**WHAT IS ASKED**:
Could you recast the rows below as a numbered list, starting at the row that contains "the bicycle down" and ending at the row that contains "In this exercise you will mark each instance of the tree", with blank lines left out and no other rows included?

**EXTRACTED ENTRIES**:
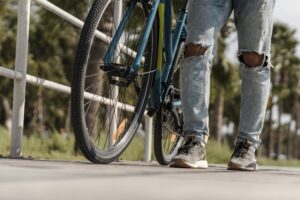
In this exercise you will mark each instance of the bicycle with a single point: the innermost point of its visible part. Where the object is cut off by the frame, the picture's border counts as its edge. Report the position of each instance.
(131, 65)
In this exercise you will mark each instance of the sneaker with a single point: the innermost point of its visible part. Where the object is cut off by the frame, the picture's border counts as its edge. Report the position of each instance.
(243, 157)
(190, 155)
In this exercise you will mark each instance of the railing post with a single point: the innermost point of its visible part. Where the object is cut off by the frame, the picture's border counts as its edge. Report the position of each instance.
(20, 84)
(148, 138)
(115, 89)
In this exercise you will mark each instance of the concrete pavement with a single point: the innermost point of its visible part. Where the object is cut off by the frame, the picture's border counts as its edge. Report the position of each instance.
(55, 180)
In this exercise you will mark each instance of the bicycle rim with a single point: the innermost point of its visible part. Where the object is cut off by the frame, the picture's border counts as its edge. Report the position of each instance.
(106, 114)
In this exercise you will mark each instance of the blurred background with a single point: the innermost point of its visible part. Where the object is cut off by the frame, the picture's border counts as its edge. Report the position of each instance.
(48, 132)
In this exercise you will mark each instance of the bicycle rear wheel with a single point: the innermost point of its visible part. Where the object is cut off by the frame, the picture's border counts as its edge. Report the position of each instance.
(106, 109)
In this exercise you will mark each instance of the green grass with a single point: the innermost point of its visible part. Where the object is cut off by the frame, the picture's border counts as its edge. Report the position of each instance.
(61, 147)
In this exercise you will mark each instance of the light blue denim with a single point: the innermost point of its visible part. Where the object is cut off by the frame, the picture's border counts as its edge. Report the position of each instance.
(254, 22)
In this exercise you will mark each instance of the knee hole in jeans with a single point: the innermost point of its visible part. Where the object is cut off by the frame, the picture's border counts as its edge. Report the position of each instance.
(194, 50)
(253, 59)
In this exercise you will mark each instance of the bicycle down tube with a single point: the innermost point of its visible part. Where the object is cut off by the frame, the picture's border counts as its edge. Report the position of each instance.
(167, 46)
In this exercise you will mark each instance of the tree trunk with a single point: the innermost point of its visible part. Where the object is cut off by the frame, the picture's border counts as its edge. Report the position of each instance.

...

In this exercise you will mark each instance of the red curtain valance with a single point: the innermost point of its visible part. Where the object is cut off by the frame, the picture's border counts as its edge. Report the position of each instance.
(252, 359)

* * *

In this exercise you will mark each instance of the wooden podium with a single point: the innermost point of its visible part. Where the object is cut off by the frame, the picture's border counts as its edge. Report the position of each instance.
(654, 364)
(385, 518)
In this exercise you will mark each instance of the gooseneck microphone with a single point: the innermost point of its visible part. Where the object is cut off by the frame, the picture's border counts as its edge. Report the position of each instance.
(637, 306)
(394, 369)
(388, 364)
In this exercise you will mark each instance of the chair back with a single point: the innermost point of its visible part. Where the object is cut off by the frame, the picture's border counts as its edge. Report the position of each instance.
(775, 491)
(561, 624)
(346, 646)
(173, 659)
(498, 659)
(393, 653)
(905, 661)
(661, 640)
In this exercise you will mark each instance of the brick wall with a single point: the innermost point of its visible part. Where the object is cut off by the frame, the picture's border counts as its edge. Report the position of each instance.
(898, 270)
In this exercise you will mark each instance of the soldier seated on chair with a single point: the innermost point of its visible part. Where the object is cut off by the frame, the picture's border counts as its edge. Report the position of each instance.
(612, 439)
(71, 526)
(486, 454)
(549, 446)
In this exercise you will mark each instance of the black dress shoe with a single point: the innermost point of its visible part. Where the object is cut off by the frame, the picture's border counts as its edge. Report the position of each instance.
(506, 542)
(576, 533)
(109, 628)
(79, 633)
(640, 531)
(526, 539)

**SOLUTION FOR THIS EXERCISE**:
1. In this exercise you will mark each instance of the bicycle down tube with a single point: the innermost point of its visible part. Where the object is cut off by the frame, the picture's border counts as its edge. Report the position of each instance.
2. (167, 46)
3. In this exercise you will mark each instance of the tree trunk with a single point: the innermost point of its visible part. Where the object is cut off by the frame, the picture's border counts as its edge. Report the position of each instance.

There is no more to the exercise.